Requirement 1:
Answer these questions from the passage about Jenny Rose's Northview garden, one answer per line:
(a) How large is the garden at Northview?
(b) In what year did Jenny Rose move to Northview?
(c) What are the small ponds designed with to encourage birds to drink and bathe?
Requirement 2:
Continue the passage about Jenny Rose's Northview garden, starting after its last sentence.

One would think with such an impressive resume that Jenny Rose would be a stuffy academic, but she is far from that. The Oregonian’s review of her book “Glorious Shade” says, “The book feels like you are learning all about shade gardening from your favorite, chatty neighbor.” She wears a perpetual smile, and one can hear it in her voice and in her writing.
According to Jenny Rose’s website, “Northview is a garden of four-and-a-half acres that contains smaller garden areas within it. Each of these separate areas have a theme or share certain environmental conditions. This allows me to pick a palette of plants that suits the soil, sun and water conditions while also adding the look that I am trying to achieve.”
Northview is a certified wildlife habitat. The small ponds are designed with splash blocks to encourage birds to drink and bathe. No insecticides or herbicides are used in the garden so there is a wide variety of insects for the birds to eat. And although she grows plants from all over the world, Jenny Rose has spent a lot of this past year organizing forums and being an advocate for native plants and why they are important. She says, “Northview Gardens was lawn and trees surrounded by invasive plants when I moved here in 1997. Now it is a collection of various gardens that reflect my own growth as well as the growth of the gardens as a whole.”
The website explains, “The garden areas are linked by paths that allow you to walk around the garden. Many of the gardens contain seats or benches placed where you get a quiet place to sit or something to look at. There is a range of water features throughout the garden that bring sound, coolness, and water for wildlife. The whole garden is managed in a way that minimizes water use, uses environmentally friendly practices, and considers the impact of the garden on its occupants and the surroundings.”

Information shown:
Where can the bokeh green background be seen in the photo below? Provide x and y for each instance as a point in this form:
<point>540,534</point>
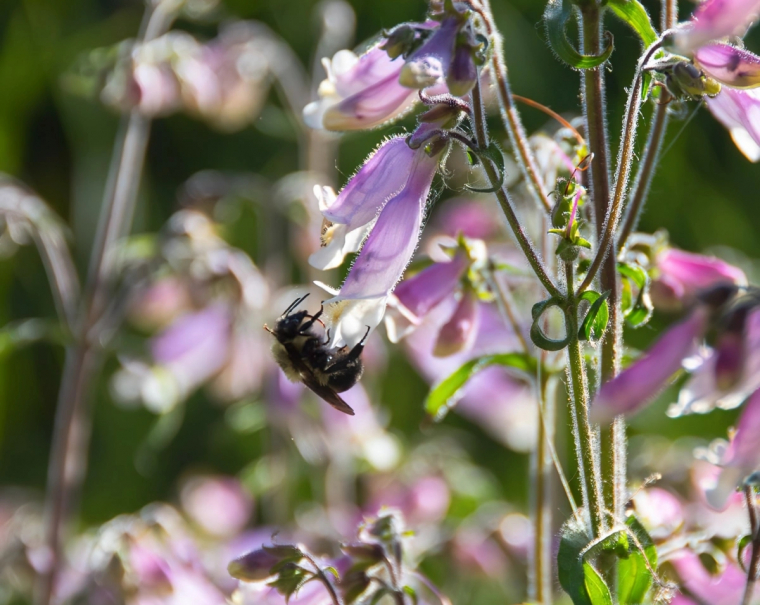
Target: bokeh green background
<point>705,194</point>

Right answer 1:
(a) Four-and-a-half acres
(b) 1997
(c) Splash blocks

Right answer 2:
“I love lavender and have always wanted lots of it growing in my garden,” Jenny Rose says. “It can be a challenge to grow lavender in the cold winters and hot humid summers here in Pennsylvania. In the summer of 2003 we planned a family vacation to the south of France where I knew that I would visit the lavender fields. I wanted to see how lavender was grown there and bring those lessons home to Northview. I had been planting my lavenders in a soil that was too rich and full of organic matter. I realized that I should be placing them in full sun, and providing them with a lean, stony soil that was slightly alkaline. The following spring we started to install the new dry garden and then, with plenty of irony, it rained and rained on my dry garden. My neighbor was sure that I was putting in a swimming pool.”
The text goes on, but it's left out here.